STATED EXERCISE A – In the abstract below, which model is used in the investigation?

Abstract
It is planned that doped copper overpacks will be utilized in the spent nuclear fuel repositories in Finland and in Sweden. The assessment of long-term integrity of the material is a matter of importance. Grain structure variations, segregation and any possible manufacturing defects in microstructure are relevant in terms of susceptibility to creep and damage from the loading evolution imposed by its operating environment. This work focuses on studying the microstructure level length-scale dependent deformation behavior of the material, of particular significance with respect to accumulation of plasticity over the extensive operational period of the overpacks. The reduced micromorphic crystal plasticity model, which is similar to strain gradient models, is used in this investigation. Firstly, the model’s size dependent plasticity effects are evaluated. Secondly, different microstructural aggregates presenting overpack sections are analyzed. Grain size dependent hardening responses, i.e., Hall-Petch like behavior, can be achieved with the enhanced hardening associated with the micromorphic model at polycrystalline level. It was found that the nominally large grain size in the base material of the overpack shows lower strain hardening potential than the fine grained region of the welded microstructure with stronger strain gradient related hardening effects. Size dependent regularization of strain localization networks is indicated as a desired characteristic of the model. The findings can be utilized to provide an improved basis for modeling the viscoplastic deformation behavior of the studied copper alloy and to assess the microstructural origins of any integrity concerns explicitly by way of full field modeling.

STATED EXERCISE B – Transcribe the stretch of entries below from the line containing "Where can you see the stadium" through the line containing "column 242, row 117", reproducing each line character for character.

EXERCISE MATERIALS –
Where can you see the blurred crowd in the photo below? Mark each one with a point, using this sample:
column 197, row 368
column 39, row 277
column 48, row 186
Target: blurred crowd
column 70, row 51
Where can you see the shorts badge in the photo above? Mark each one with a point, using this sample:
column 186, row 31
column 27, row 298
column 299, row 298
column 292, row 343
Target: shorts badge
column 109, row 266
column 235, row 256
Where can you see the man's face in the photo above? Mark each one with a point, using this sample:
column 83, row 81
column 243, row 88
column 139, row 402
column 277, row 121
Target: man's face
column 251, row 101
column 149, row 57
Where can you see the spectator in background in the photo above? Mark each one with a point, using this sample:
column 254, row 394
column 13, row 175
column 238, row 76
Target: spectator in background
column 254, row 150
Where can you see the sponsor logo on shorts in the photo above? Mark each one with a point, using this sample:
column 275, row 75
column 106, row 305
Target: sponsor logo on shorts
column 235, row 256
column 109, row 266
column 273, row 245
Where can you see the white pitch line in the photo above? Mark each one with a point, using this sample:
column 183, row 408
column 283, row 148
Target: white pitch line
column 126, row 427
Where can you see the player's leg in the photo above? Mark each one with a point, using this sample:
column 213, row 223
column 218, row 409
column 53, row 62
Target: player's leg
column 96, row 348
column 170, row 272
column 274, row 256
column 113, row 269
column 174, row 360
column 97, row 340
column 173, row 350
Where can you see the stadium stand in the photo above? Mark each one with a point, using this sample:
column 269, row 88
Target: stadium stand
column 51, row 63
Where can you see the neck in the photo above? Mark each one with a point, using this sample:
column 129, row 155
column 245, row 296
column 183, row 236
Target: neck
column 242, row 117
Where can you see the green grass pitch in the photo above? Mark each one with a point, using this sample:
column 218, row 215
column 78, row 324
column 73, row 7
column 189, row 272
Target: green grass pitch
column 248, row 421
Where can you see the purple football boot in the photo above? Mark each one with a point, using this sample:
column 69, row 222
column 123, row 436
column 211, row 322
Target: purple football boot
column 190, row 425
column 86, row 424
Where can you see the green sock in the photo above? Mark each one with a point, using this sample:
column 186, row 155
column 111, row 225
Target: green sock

COMPLETE ANSWER A – The reduced micromorphic crystal plasticity model.

COMPLETE ANSWER B –
Where can you see the stadium stand in the photo above? Mark each one with a point, using this sample:
column 269, row 88
Target: stadium stand
column 51, row 63
Where can you see the neck in the photo above? Mark each one with a point, using this sample:
column 129, row 155
column 245, row 296
column 183, row 236
Target: neck
column 242, row 117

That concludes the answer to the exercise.